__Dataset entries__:
<<<<

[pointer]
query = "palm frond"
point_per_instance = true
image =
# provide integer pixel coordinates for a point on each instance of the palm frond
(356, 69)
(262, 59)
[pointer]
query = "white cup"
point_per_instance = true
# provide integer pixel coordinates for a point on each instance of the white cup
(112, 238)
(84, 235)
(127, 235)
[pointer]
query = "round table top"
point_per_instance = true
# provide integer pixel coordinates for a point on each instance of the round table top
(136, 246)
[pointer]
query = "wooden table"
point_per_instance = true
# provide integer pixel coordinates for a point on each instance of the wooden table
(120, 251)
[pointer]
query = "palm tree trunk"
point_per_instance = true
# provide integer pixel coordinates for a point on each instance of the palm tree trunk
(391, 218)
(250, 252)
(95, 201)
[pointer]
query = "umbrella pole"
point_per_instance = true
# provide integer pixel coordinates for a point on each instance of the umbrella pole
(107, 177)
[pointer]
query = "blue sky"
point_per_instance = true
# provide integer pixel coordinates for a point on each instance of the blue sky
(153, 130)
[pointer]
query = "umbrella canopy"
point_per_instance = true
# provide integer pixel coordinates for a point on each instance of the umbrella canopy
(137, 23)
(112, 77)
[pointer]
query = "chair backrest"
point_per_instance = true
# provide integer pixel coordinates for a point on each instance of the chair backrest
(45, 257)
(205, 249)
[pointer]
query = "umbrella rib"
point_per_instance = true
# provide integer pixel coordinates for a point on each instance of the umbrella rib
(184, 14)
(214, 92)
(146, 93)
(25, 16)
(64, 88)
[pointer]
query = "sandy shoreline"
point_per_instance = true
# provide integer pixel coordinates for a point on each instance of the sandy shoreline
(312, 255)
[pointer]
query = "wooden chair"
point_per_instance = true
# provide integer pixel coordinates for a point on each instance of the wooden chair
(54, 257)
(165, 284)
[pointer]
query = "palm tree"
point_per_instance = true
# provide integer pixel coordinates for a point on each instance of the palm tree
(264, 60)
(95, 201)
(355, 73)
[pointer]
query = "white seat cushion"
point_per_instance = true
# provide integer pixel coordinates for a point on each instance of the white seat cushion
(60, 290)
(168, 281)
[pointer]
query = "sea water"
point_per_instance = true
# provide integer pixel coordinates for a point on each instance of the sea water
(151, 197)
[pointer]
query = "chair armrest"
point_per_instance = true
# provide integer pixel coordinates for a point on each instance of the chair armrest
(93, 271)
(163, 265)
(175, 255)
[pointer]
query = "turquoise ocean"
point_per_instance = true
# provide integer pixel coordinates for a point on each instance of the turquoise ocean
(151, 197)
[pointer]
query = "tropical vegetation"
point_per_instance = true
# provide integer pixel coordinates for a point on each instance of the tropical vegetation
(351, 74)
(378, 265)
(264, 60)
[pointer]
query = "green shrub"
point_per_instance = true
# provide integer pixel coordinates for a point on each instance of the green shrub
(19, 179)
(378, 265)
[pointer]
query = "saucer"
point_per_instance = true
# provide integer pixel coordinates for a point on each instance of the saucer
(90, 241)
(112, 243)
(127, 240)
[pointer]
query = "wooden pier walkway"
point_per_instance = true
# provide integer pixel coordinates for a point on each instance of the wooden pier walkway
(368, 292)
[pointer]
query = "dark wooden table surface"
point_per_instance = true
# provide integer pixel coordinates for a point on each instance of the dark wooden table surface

>>>>

__Work to be completed__: Transcribe every entry word for word.

__Written answer__:
[pointer]
query = "palm frond"
point_per_instance = true
image =
# provide integer pixel coordinates for a point on each instance of the palm frond
(356, 69)
(262, 59)
[pointer]
query = "white cup"
point_per_instance = true
# provide integer pixel coordinates for a point on each instance of the white cup
(112, 238)
(84, 235)
(127, 235)
[pointer]
query = "round table top"
point_per_instance = true
# provide integer pixel coordinates for a point on each instance of the round table top
(136, 246)
[pointer]
query = "wooden table"
point_per_instance = true
# provide integer pixel coordinates for a point on each instance of the wooden table
(120, 251)
[pointer]
query = "palm tree trunk"
point_per_instance = true
# provide integer pixel coordinates for a point on each instance of the palm tree trunk
(391, 218)
(250, 252)
(95, 201)
[pointer]
query = "umbrella pole"
point_per_instance = true
# provide integer pixel coordinates for a point on each instance of the umbrella pole
(107, 177)
[pointer]
query = "blue sky"
point_per_instance = true
# provide integer pixel coordinates for a point on each instance of the blue sky
(153, 130)
[pointer]
query = "umbrella canopy"
point_per_instance = true
# provide integer pixel coordinates for a point on each instance of the umbrella canopy
(137, 23)
(112, 77)
[pointer]
query = "chair backrest"
point_per_instance = true
# provide integer pixel coordinates for a point on each instance of the chair backrest
(45, 257)
(205, 249)
[pointer]
query = "umbrella rib"
point_per_instance = true
# provide integer pixel coordinates for a point on each instance of the umbrella rib
(184, 14)
(214, 92)
(146, 93)
(25, 16)
(64, 88)
[pointer]
query = "sandy shoreline"
point_per_instance = true
# provide integer pixel coordinates for a point on each instance of the sandy shoreline
(312, 255)
[pointer]
query = "wooden chair"
point_per_instance = true
# provide integer pixel coordinates for a point on each instance of the wooden chair
(54, 257)
(165, 284)
[pointer]
query = "palm tree"
point_per_instance = true
# provide integer pixel coordinates for a point on each instance of the palm tree
(264, 60)
(95, 201)
(355, 73)
[pointer]
query = "white seat cushion"
point_per_instance = true
# provide integer pixel coordinates for a point on each instance of the white seat cushion
(60, 290)
(168, 281)
[pointer]
query = "sea water"
point_per_instance = true
# provide integer pixel coordinates for a point on each instance of the sea water
(151, 197)
[pointer]
query = "chair armrest"
point_per_instance = true
# provide integer pixel coordinates for a point on each instance of the chair armrest
(93, 271)
(163, 265)
(175, 255)
[pointer]
query = "turquoise ocean"
point_per_instance = true
# provide integer pixel coordinates for a point on each instance of the turquoise ocean
(151, 197)
[pointer]
query = "tropical vegetation"
point_per_instance = true
# provide integer pixel coordinates for a point on each instance of the tropical vegetation
(351, 74)
(378, 265)
(264, 60)
[pointer]
query = "green shrub"
point_per_instance = true
# provide integer pixel coordinates for a point on each instance of the green shrub
(19, 179)
(378, 265)
[pointer]
query = "saucer"
point_per_instance = true
# provide integer pixel coordinates for a point on each instance of the saucer
(90, 241)
(112, 243)
(127, 240)
[pointer]
query = "wooden pier walkway"
point_per_instance = true
# provide integer pixel coordinates for a point on each instance of the wooden pier walkway
(368, 292)
[pointer]
query = "dark wooden table surface"
point_per_instance = true
# provide integer pixel coordinates for a point on each instance of the dark wooden table surface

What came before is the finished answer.